SET EXERCISE
Where the line holding "drop a point: the wrapped lumber pallet" appears, start copying, and continue exactly through the last line of the listing, skipping pictures.

DATASET RECORDS
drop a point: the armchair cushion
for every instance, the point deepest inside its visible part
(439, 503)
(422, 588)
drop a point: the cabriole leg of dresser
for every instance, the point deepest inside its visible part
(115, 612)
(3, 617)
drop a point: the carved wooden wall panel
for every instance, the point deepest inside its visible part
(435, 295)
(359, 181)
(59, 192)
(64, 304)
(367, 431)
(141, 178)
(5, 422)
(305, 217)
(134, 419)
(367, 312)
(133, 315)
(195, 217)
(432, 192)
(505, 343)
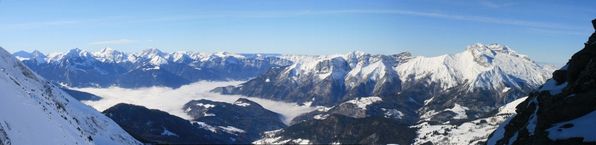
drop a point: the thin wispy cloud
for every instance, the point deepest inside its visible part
(114, 42)
(495, 4)
(283, 14)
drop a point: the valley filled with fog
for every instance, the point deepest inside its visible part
(172, 100)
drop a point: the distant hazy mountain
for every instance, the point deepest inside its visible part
(441, 94)
(34, 111)
(151, 67)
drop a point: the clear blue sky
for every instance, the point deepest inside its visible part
(546, 30)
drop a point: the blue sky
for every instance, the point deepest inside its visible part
(546, 30)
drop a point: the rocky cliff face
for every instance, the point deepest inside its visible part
(562, 111)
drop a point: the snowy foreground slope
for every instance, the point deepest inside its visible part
(35, 112)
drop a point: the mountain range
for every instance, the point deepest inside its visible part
(35, 111)
(440, 93)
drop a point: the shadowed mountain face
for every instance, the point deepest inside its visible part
(249, 117)
(562, 111)
(342, 129)
(154, 126)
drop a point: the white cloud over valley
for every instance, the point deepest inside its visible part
(171, 100)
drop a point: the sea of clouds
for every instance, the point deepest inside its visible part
(171, 100)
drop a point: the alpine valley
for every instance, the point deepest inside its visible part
(359, 98)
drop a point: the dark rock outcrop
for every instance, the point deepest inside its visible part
(158, 127)
(346, 130)
(243, 114)
(552, 110)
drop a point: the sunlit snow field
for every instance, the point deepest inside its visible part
(172, 100)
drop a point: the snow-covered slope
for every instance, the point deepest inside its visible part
(33, 111)
(150, 67)
(447, 88)
(482, 66)
(468, 133)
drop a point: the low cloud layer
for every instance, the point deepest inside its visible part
(171, 100)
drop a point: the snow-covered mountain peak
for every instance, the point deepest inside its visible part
(490, 51)
(357, 54)
(35, 55)
(180, 56)
(34, 111)
(323, 67)
(110, 55)
(151, 52)
(225, 54)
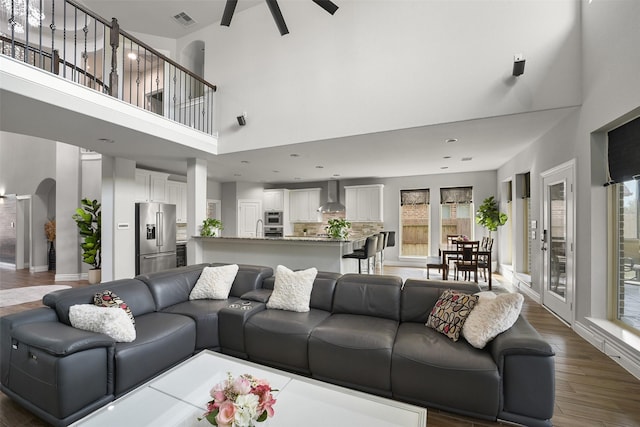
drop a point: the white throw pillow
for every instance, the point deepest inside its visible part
(112, 321)
(214, 282)
(292, 289)
(492, 315)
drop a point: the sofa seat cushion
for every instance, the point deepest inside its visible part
(205, 315)
(163, 339)
(460, 377)
(280, 338)
(353, 350)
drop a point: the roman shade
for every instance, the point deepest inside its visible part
(414, 197)
(456, 195)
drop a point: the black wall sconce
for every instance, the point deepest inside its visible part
(518, 65)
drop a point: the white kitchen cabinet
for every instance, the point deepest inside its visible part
(274, 200)
(177, 195)
(151, 186)
(304, 204)
(364, 203)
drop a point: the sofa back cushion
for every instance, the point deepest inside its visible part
(248, 278)
(133, 292)
(419, 297)
(322, 292)
(173, 286)
(368, 295)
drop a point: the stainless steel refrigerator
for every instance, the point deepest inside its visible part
(155, 237)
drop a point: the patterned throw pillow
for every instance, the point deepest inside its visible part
(450, 312)
(110, 299)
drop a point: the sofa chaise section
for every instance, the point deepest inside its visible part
(280, 338)
(353, 346)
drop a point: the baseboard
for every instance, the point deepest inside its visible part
(603, 335)
(69, 277)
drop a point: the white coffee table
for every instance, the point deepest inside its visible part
(179, 396)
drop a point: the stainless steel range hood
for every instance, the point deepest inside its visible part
(332, 205)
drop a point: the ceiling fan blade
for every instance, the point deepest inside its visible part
(277, 16)
(327, 5)
(229, 8)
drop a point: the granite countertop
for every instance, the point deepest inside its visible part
(315, 239)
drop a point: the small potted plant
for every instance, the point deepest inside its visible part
(338, 228)
(211, 227)
(89, 220)
(489, 216)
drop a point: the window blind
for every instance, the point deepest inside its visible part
(414, 197)
(623, 151)
(456, 195)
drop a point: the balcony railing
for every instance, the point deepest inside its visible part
(65, 39)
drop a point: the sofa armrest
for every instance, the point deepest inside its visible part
(527, 370)
(58, 339)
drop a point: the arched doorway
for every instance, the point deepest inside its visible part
(43, 209)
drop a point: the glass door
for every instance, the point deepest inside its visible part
(557, 241)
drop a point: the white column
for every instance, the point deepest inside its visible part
(118, 218)
(196, 207)
(68, 255)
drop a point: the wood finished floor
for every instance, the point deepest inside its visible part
(591, 389)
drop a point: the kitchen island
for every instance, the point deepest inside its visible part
(293, 252)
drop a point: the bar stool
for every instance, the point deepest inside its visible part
(367, 251)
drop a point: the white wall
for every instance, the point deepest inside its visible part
(383, 65)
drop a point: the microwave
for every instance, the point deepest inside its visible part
(272, 218)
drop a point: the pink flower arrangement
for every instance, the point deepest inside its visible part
(239, 402)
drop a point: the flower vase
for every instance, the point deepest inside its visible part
(52, 256)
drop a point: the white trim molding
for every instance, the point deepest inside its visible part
(622, 346)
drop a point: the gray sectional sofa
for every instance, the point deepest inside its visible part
(365, 332)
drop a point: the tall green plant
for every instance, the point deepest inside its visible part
(89, 220)
(489, 216)
(338, 228)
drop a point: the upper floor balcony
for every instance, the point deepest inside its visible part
(63, 38)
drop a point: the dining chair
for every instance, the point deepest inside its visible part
(366, 253)
(468, 261)
(483, 260)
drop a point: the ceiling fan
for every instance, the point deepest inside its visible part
(230, 7)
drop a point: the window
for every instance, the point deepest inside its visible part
(507, 237)
(627, 283)
(529, 229)
(414, 223)
(456, 212)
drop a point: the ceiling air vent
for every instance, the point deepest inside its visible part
(183, 19)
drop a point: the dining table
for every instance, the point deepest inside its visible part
(450, 250)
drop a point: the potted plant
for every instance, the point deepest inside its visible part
(211, 227)
(338, 228)
(88, 218)
(489, 216)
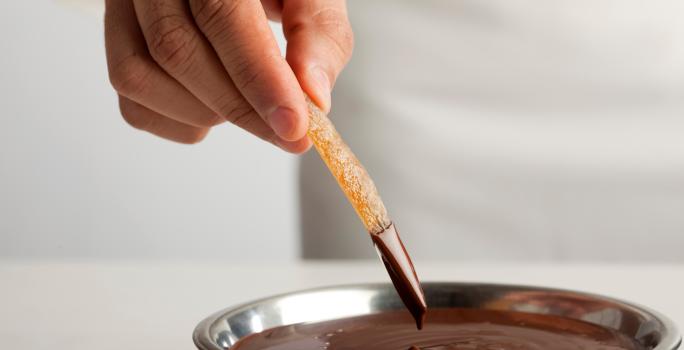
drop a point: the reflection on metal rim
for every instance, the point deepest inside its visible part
(223, 329)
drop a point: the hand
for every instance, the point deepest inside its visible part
(181, 67)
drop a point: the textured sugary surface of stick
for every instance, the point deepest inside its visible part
(347, 170)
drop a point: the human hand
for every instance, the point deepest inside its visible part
(181, 67)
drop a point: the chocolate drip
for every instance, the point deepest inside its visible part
(401, 271)
(445, 329)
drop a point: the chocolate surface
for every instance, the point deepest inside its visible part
(401, 271)
(445, 329)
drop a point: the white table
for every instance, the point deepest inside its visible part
(155, 305)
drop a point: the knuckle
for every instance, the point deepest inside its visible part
(130, 76)
(337, 28)
(133, 116)
(194, 137)
(172, 42)
(332, 23)
(212, 13)
(237, 112)
(210, 121)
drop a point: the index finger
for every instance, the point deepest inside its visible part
(239, 32)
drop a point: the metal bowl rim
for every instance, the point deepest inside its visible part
(671, 340)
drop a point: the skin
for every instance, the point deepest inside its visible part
(181, 67)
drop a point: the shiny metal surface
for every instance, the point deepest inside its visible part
(223, 329)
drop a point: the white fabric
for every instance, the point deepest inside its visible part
(525, 130)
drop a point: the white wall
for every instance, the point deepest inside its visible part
(77, 182)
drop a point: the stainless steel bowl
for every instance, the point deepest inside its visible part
(223, 329)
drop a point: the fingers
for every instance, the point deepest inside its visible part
(273, 9)
(319, 44)
(136, 76)
(145, 119)
(252, 59)
(151, 94)
(178, 46)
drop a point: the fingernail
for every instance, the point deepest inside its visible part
(283, 121)
(322, 87)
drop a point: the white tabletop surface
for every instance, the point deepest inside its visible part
(156, 305)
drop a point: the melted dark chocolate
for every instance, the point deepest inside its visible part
(445, 329)
(401, 271)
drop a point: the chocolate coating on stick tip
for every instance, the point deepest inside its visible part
(401, 271)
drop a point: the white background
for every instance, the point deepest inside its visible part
(77, 182)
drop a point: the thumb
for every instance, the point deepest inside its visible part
(319, 44)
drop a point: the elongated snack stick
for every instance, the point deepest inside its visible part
(348, 171)
(363, 196)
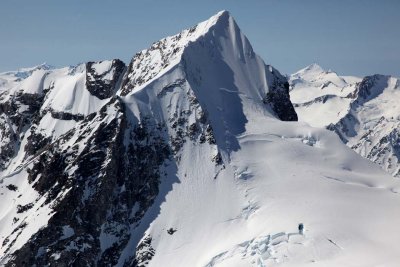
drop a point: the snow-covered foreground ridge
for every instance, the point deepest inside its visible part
(363, 112)
(189, 156)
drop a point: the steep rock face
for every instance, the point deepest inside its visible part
(187, 163)
(97, 144)
(102, 77)
(362, 112)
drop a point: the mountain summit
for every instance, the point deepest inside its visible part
(189, 156)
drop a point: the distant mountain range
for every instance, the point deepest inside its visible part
(364, 112)
(192, 155)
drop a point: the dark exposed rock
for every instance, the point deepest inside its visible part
(279, 99)
(12, 187)
(100, 84)
(95, 202)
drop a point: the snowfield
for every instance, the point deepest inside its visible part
(215, 169)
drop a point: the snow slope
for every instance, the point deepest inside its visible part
(191, 156)
(364, 112)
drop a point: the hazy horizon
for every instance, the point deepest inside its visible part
(349, 37)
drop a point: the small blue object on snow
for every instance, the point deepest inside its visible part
(301, 228)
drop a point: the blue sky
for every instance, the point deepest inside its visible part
(352, 37)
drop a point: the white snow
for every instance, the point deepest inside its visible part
(274, 175)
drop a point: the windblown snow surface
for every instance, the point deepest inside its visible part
(236, 186)
(363, 112)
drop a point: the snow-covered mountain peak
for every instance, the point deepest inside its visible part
(163, 55)
(182, 159)
(314, 68)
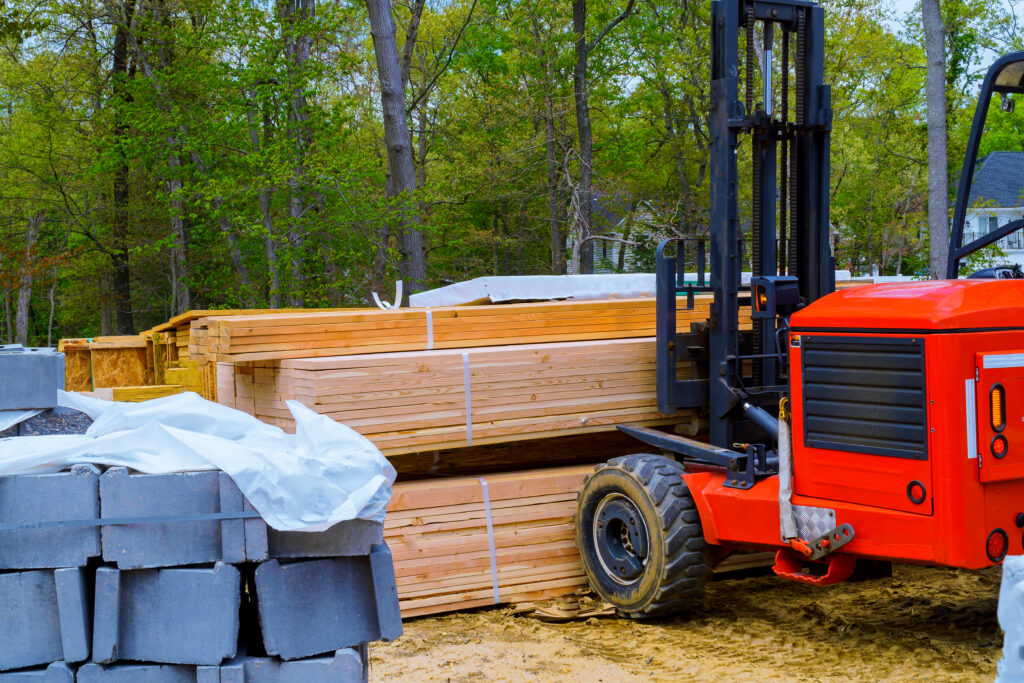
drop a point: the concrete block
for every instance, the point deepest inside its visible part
(57, 672)
(172, 543)
(30, 377)
(57, 420)
(385, 592)
(345, 539)
(315, 606)
(345, 666)
(187, 616)
(35, 610)
(49, 498)
(147, 673)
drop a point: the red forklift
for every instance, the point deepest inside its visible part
(875, 424)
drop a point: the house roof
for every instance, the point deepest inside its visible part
(998, 180)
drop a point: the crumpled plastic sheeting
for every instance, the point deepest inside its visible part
(1011, 613)
(307, 481)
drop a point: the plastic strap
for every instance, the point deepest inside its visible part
(469, 399)
(92, 375)
(121, 521)
(491, 542)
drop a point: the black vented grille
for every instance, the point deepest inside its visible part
(865, 395)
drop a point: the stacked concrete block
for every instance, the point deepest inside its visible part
(58, 672)
(44, 589)
(187, 616)
(43, 500)
(30, 377)
(174, 578)
(43, 617)
(315, 606)
(173, 543)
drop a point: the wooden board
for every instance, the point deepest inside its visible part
(307, 335)
(445, 559)
(437, 532)
(416, 400)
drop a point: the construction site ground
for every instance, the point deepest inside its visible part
(922, 624)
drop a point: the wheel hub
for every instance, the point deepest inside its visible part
(621, 539)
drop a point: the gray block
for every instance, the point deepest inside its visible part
(35, 610)
(48, 498)
(57, 672)
(385, 592)
(30, 377)
(343, 667)
(345, 539)
(187, 616)
(53, 421)
(315, 606)
(147, 673)
(174, 543)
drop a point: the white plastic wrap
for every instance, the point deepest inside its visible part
(498, 289)
(1012, 620)
(307, 481)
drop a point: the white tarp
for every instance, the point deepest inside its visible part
(307, 481)
(1012, 620)
(10, 418)
(542, 288)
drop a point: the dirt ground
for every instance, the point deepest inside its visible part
(921, 625)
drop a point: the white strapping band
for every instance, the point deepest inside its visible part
(491, 542)
(469, 399)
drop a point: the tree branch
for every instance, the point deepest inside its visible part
(448, 61)
(611, 25)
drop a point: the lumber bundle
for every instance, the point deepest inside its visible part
(417, 400)
(242, 339)
(445, 558)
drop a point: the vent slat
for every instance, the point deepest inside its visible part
(865, 395)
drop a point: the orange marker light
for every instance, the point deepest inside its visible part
(762, 299)
(997, 401)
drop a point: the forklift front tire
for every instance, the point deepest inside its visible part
(640, 539)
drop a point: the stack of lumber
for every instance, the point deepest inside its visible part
(418, 400)
(443, 553)
(241, 339)
(105, 361)
(446, 559)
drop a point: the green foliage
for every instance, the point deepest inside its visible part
(255, 177)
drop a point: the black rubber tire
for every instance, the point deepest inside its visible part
(678, 562)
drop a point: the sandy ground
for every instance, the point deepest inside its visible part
(921, 625)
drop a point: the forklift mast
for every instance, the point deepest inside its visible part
(785, 110)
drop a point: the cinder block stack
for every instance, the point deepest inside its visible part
(199, 589)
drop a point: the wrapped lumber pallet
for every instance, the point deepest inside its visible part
(239, 339)
(416, 400)
(469, 542)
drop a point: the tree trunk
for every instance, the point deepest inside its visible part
(180, 294)
(935, 91)
(585, 188)
(400, 184)
(586, 146)
(295, 15)
(25, 280)
(121, 265)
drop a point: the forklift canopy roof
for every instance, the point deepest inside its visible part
(922, 306)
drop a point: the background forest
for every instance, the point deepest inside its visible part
(158, 156)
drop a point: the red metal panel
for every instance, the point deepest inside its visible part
(936, 304)
(1005, 370)
(854, 477)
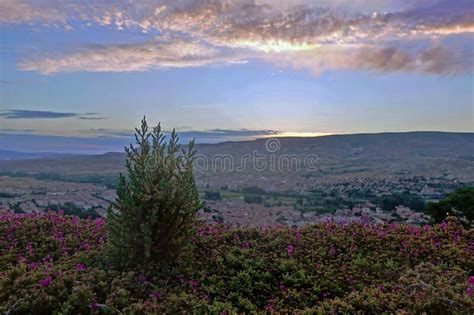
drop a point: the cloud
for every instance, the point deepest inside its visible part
(374, 35)
(39, 114)
(435, 59)
(132, 57)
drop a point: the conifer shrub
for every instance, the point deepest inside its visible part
(157, 201)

COMPLETE ANSWER
drop a point: the wrapped lumber pallet
for every instance, the point deepest inside its visible part
(239, 339)
(416, 400)
(469, 542)
drop a point: the tree trunk
for every instance, the point deepest inside its visible part
(180, 294)
(935, 91)
(585, 188)
(400, 184)
(586, 146)
(295, 15)
(25, 280)
(121, 265)
drop a point: the forklift canopy roof
for every instance, the point deepest inside its visible part
(922, 306)
drop a point: the background forest
for every instance, the point deepest inside its visible part
(158, 156)
drop a point: the red metal panel
for every instance, the point deepest inside its visible part
(936, 304)
(1005, 370)
(854, 477)
drop a point: the cloud
for every instance, the point deepest inside its visible part
(374, 35)
(39, 114)
(435, 59)
(132, 57)
drop a point: the conifer shrub
for every instance, the point deepest inside its visible part
(157, 201)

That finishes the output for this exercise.